+++ RECORDS FOR THIS TASK
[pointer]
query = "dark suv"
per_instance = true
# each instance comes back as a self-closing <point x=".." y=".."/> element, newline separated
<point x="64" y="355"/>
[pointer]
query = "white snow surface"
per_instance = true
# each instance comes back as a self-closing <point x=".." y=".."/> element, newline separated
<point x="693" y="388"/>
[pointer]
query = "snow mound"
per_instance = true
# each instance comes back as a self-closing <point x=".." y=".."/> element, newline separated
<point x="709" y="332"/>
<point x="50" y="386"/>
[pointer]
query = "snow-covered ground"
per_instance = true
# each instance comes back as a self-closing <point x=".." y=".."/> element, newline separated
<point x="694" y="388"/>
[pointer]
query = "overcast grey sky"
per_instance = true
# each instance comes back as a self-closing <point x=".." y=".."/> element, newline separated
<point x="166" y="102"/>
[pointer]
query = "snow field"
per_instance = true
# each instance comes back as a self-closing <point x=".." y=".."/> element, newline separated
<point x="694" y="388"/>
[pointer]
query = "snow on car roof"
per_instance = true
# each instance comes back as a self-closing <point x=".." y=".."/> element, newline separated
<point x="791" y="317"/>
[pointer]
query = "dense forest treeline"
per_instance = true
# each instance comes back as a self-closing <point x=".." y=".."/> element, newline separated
++++++
- **BRIEF**: Extract the complete data, matching each line exactly.

- **EXPECTED ANSWER**:
[pointer]
query = "dark suv"
per_instance = true
# each instance comes back as a self-closing <point x=".." y=".."/> element, newline separated
<point x="64" y="355"/>
[pointer]
query = "white snow surface"
per_instance = true
# each instance comes back as a self-closing <point x=".." y=".."/> element, newline separated
<point x="693" y="388"/>
[pointer]
query = "snow mound"
per_instance = true
# each instance comes back as a self-closing <point x=".." y=".."/> element, newline separated
<point x="709" y="332"/>
<point x="50" y="386"/>
[pointer]
query = "snow-covered ground"
per_instance = true
# each instance comes back as a self-closing <point x=".." y=".."/> element, newline separated
<point x="694" y="388"/>
[pointer]
query = "overcast grey sky"
per_instance = true
# each instance comes back as a self-closing <point x=".." y=".."/> element, newline separated
<point x="166" y="102"/>
[pointer]
query = "snow field"
per_instance = true
# each instance comes back as a self-closing <point x=".." y=".."/> element, newline separated
<point x="694" y="388"/>
[pointer]
query = "snow on car roof"
per_instance = true
# each instance comes back as a self-closing <point x=".." y=".."/> element, newline separated
<point x="791" y="317"/>
[pointer]
query = "dense forest treeline"
per_instance = true
# each instance comes back as a self-closing <point x=".." y=".."/> element, newline separated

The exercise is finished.